> [TEXT PROVIDED]:
The above-described configuration makes it possible to perform data processing while automatically determining the measurement scale of each column and presenting applicable operations to the user. Therefore, even a non-specialist having no knowledge of data analysis can easily perform data analysis while understanding the properties of data.

Third Embodiment

A third embodiment will now be described. The third embodiment relates to an automatic data analysis system that uses the automatic data processing system according to the present invention.

FIG. 17 is a diagram illustrating a configuration of the automatic data analysis system according to the third embodiment. The automatic data analysis system 1801 receives input data 1802, which is big data acquired, for example, by a sensor, analyzes the data, and outputs output data 1803. The automatic data analysis system 1801 includes a data preprocessing section 1804, a processing database 1805, and a data analysis section 1806.

> [STATED GOAL A]: Translate this sentence from the excerpt on automatic data analysis into Spanish: "The third embodiment relates to an automatic data analysis system that uses the automatic data processing system according to the present invention."
> [STATED GOAL B]: List every component, with its reference number, that the excerpt on automatic data analysis says the automatic data analysis system 1801 includes.
> [STATED GOAL C]: According to the excerpt on automatic data analysis, what input does the automatic data analysis system 1801 receive?
These records have no connection to the excerpt above.

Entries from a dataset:
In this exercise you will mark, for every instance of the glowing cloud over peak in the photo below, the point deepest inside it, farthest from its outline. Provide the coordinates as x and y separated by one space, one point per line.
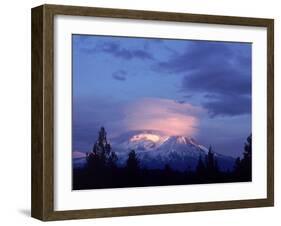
164 115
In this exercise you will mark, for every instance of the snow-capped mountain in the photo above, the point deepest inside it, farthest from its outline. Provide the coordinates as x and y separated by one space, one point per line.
155 149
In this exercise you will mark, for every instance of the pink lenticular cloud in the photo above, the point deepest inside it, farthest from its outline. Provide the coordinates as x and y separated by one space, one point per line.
164 115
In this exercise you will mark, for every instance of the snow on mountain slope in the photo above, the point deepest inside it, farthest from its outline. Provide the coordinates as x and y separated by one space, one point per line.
155 150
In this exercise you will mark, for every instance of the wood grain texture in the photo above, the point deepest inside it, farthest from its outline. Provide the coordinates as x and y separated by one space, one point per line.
43 108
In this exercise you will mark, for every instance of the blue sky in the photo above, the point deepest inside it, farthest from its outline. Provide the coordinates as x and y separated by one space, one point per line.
196 88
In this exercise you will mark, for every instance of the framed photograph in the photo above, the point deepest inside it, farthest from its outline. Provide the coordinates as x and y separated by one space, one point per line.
141 112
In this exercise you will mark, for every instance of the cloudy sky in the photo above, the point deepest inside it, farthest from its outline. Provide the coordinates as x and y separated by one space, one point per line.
200 89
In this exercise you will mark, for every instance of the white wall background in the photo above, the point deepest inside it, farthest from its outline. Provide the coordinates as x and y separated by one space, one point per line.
15 112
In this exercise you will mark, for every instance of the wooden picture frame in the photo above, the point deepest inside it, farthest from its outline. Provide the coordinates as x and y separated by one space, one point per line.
43 112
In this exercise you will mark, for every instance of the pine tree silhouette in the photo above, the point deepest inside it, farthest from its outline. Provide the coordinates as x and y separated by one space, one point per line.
132 168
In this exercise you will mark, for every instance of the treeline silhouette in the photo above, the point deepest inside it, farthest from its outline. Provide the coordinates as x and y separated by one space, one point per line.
102 171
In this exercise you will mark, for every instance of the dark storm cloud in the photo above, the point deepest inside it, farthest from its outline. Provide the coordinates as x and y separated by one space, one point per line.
120 75
117 50
229 105
219 71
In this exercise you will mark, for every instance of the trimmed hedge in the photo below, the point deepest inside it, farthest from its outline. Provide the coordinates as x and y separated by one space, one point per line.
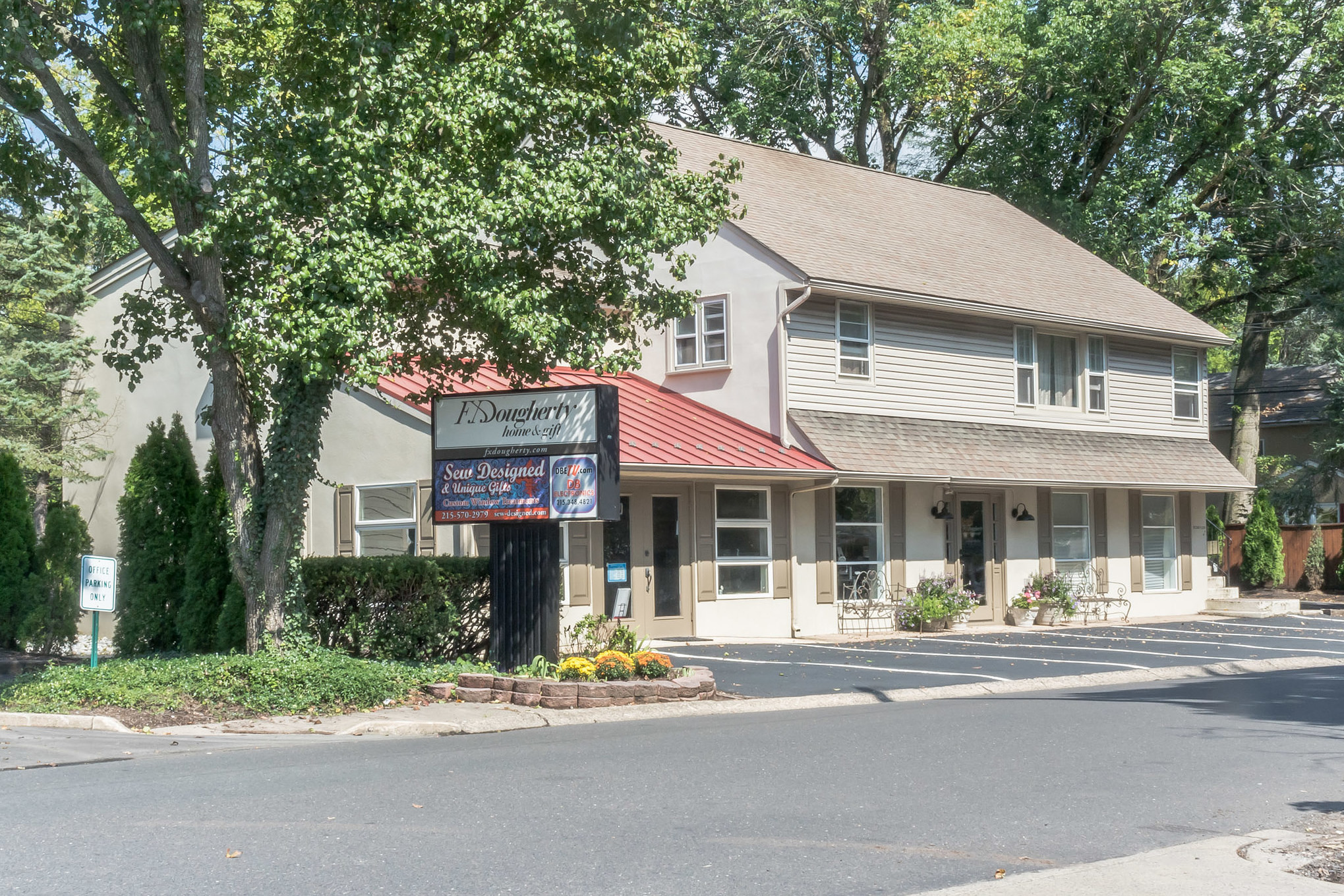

> [FULL RESPONSE A]: La tercera realización se refiere a un sistema automático de análisis de datos que utiliza el sistema automático de procesamiento de datos según la presente invención.

> [FULL RESPONSE B]:
- Data preprocessing section 1804
- Processing database 1805
- Data analysis section 1806

> [FULL RESPONSE C]: It receives input data 1802, which is big data acquired, for example, by a sensor.